- _Written instruction_:
Recast every line of the rows below as a Markdown table with two columns, Row and Line, numbering the lines in order and omitting any blank lines.

--- start Task data ---

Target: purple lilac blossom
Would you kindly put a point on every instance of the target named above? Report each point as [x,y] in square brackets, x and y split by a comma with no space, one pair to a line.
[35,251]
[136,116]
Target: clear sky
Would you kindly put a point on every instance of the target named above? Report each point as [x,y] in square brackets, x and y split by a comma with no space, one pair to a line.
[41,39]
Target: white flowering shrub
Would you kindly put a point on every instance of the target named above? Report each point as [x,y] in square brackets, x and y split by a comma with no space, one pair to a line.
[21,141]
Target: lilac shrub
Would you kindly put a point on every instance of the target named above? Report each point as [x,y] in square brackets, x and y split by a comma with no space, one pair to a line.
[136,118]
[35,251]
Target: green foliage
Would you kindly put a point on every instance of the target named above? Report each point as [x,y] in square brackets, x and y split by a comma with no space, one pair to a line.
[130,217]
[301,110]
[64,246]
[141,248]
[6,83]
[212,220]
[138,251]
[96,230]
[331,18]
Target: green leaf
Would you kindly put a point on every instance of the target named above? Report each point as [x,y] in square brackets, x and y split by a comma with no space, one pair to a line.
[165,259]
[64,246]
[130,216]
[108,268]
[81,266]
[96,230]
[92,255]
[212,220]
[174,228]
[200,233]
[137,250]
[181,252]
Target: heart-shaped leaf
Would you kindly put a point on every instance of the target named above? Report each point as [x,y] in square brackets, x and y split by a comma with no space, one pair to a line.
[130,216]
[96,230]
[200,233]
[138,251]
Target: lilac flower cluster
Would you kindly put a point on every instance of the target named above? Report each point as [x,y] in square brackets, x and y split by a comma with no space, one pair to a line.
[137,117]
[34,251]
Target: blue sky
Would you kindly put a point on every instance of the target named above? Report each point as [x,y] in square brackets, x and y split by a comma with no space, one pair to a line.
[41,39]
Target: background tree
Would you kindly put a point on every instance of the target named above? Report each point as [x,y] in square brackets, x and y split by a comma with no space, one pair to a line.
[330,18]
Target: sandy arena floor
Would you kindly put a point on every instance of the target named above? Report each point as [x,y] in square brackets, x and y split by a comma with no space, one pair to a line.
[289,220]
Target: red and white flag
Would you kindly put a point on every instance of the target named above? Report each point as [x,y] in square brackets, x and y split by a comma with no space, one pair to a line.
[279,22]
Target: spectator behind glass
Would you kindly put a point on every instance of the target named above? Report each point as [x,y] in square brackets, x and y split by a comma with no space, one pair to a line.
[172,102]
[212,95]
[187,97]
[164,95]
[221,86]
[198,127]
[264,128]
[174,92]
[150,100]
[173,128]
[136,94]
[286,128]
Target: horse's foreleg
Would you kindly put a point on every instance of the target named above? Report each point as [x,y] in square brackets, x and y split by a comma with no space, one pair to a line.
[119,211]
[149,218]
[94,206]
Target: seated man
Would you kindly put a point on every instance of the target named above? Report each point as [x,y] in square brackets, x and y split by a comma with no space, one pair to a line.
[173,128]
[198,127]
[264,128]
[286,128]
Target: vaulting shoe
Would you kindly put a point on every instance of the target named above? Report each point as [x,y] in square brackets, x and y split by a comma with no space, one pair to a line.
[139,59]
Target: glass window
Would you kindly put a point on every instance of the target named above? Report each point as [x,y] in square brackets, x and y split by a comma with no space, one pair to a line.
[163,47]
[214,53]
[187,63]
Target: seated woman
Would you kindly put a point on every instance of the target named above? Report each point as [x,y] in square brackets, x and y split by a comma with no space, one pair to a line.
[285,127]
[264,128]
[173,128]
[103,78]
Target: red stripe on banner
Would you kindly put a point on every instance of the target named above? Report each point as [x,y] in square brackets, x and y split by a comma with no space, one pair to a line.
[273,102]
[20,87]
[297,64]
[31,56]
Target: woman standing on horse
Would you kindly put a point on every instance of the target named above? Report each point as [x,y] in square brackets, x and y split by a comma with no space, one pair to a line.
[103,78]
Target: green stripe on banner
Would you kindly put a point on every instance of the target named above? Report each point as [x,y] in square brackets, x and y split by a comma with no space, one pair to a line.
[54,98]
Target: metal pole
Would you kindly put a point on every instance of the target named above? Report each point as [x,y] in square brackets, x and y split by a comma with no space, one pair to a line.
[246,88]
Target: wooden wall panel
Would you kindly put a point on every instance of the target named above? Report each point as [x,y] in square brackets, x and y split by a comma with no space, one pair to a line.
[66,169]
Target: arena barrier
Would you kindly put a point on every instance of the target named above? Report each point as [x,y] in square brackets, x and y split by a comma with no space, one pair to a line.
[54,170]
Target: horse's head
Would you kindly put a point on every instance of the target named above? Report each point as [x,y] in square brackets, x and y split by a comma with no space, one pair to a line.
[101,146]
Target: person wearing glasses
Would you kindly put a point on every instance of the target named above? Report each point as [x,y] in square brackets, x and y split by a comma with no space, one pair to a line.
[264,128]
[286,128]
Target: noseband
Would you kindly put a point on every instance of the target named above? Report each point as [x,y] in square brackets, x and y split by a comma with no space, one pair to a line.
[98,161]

--- end Task data ---

- _Complete response_:
| Row | Line |
|---|---|
| 1 | Target: purple lilac blossom |
| 2 | Would you kindly put a point on every instance of the target named above? Report each point as [x,y] in square brackets, x and y split by a comma with no space, one pair to a line. |
| 3 | [35,251] |
| 4 | [136,116] |
| 5 | Target: clear sky |
| 6 | Would you kindly put a point on every instance of the target named above? Report each point as [x,y] in square brackets, x and y split by a comma with no space, one pair to a line. |
| 7 | [41,39] |
| 8 | Target: white flowering shrub |
| 9 | Would you kindly put a point on every instance of the target named above? Report each point as [x,y] in square brackets, x and y split by a comma with no space, one pair to a line. |
| 10 | [21,141] |
| 11 | Target: lilac shrub |
| 12 | Would you kindly put a point on every instance of the target named above? Report each point as [x,y] in square brackets, x and y split by a comma with no space, one pair to a line. |
| 13 | [136,118] |
| 14 | [35,251] |
| 15 | Target: green foliage |
| 16 | Would you kindly put a point on every instance of the target named above? Report each point as [x,y] in square brackets, x and y split by a comma with no space, one pair to a line. |
| 17 | [130,217] |
| 18 | [301,110] |
| 19 | [64,246] |
| 20 | [141,248] |
| 21 | [6,83] |
| 22 | [212,220] |
| 23 | [138,251] |
| 24 | [96,230] |
| 25 | [331,18] |
| 26 | Target: green leaf |
| 27 | Would you kindly put a point on every instance of the target named above? Report each point as [x,y] in square brackets, x and y split by a comma with no space, one pair to a line. |
| 28 | [165,259] |
| 29 | [64,246] |
| 30 | [130,216] |
| 31 | [108,268] |
| 32 | [81,266] |
| 33 | [96,230] |
| 34 | [92,255] |
| 35 | [212,220] |
| 36 | [174,228] |
| 37 | [200,233] |
| 38 | [137,250] |
| 39 | [181,252] |
| 40 | Target: heart-shaped leaf |
| 41 | Would you kindly put a point on every instance of the target named above? Report each point as [x,y] in square brackets, x and y split by a comma with no space, one pair to a line. |
| 42 | [130,216] |
| 43 | [96,230] |
| 44 | [200,233] |
| 45 | [138,251] |
| 46 | Target: lilac flower cluster |
| 47 | Would you kindly put a point on every instance of the target named above? Report each point as [x,y] in square brackets, x and y split by a comma with no space, one pair to a line. |
| 48 | [137,117] |
| 49 | [34,251] |
| 50 | Target: blue sky |
| 51 | Would you kindly put a point on every instance of the target named above? Report each point as [x,y] in square brackets, x and y split by a comma with no space, one pair to a line. |
| 52 | [41,39] |
| 53 | Target: background tree |
| 54 | Would you kindly put a point on every instance of the target named above? Report each point as [x,y] in square brackets, x and y split by a comma with no space, one pair to a line. |
| 55 | [330,18] |
| 56 | Target: sandy arena floor |
| 57 | Would you kindly put a point on every instance of the target named above? Report each point as [x,y] in square brackets, x and y split by a comma with no space, one pair to a line. |
| 58 | [289,220] |
| 59 | Target: red and white flag |
| 60 | Would you kindly put a point on every instance of the target named above? Report each point as [x,y] in square brackets, x and y split by a comma with no space, one pair to a line. |
| 61 | [279,22] |
| 62 | Target: spectator behind glass |
| 63 | Would you kindly put a point on every instance of the target named above? Report each point as [x,y] in square brackets, x and y split by a comma with no space, one pair to a line. |
| 64 | [172,102] |
| 65 | [212,95] |
| 66 | [187,97] |
| 67 | [164,95] |
| 68 | [221,86] |
| 69 | [198,127] |
| 70 | [264,128] |
| 71 | [174,92] |
| 72 | [150,100] |
| 73 | [173,128] |
| 74 | [136,94] |
| 75 | [286,128] |
| 76 | Target: horse's foreleg |
| 77 | Would you kindly put a point on every instance of the target named above? Report each point as [x,y] in square brackets, x and y split by a comma with no space, one pair to a line. |
| 78 | [119,211] |
| 79 | [149,218] |
| 80 | [94,206] |
| 81 | Target: seated man |
| 82 | Would you kindly put a point on every instance of the target named above? Report each point as [x,y] in square brackets, x and y split by a comma with no space, one pair to a line. |
| 83 | [173,128] |
| 84 | [198,127] |
| 85 | [264,128] |
| 86 | [286,128] |
| 87 | Target: vaulting shoe |
| 88 | Would you kindly put a point on every instance of the target named above? Report each point as [x,y] in square brackets, x and y split by a comma with no space, one pair to a line. |
| 89 | [139,59] |
| 90 | Target: glass window |
| 91 | Would you kindly put a point on every instance of the target named above? Report each point as [x,y] in square brackets, x and y split by a comma with no space, one pair to a line. |
| 92 | [163,47] |
| 93 | [214,53] |
| 94 | [187,63] |
| 95 | Target: seated woman |
| 96 | Would you kindly put a point on every instance of the target named above? Report each point as [x,y] in square brackets, x and y split by a comma with no space, one pair to a line. |
| 97 | [285,127] |
| 98 | [264,128] |
| 99 | [173,128] |
| 100 | [103,78] |
| 101 | Target: red stripe on banner |
| 102 | Would you kindly put a point on every instance of the target named above? Report each point as [x,y] in square brackets, x and y split by a comma with no space, one pair to a line. |
| 103 | [273,102] |
| 104 | [20,87] |
| 105 | [297,64] |
| 106 | [31,56] |
| 107 | Target: woman standing on horse |
| 108 | Would you kindly put a point on every instance of the target named above? Report each point as [x,y] in square brackets, x and y split by a comma with no space, one pair to a line. |
| 109 | [103,78] |
| 110 | Target: green stripe on banner |
| 111 | Would you kindly put a point on every instance of the target named above? Report each point as [x,y] in square brackets, x and y split by a comma with no space, one pair to a line. |
| 112 | [54,98] |
| 113 | Target: metal pole |
| 114 | Would you kindly put a point on every instance of the target named above? Report each point as [x,y] in square brackets, x and y split by a comma with no space, one pair to a line. |
| 115 | [246,88] |
| 116 | Target: wooden wall panel |
| 117 | Would you kindly put a point on every instance of the target named above? Report each point as [x,y] in square brackets, x and y split by a comma with no space, one pair to a line. |
| 118 | [66,169] |
| 119 | Target: arena barrier |
| 120 | Would you kindly put a point on every instance of the target named above? Report each point as [x,y] in square brackets, x and y split by a comma with no space, one pair to a line. |
| 121 | [54,170] |
| 122 | Target: horse's head |
| 123 | Would you kindly put a point on every instance of the target named above? Report each point as [x,y] in square brackets, x and y split by a comma with no space, one pair to a line. |
| 124 | [101,146] |
| 125 | Target: person wearing glasses |
| 126 | Would you kindly put a point on every instance of the target named above? Report each point as [x,y] in square brackets, x and y split by a comma with no space, one pair to a line. |
| 127 | [264,128] |
| 128 | [286,128] |
| 129 | Target: noseband |
| 130 | Would you kindly put a point on every instance of the target named above? Report each point as [x,y] in square brackets, x and y split by a comma with no space, one pair to a line. |
| 131 | [98,161] |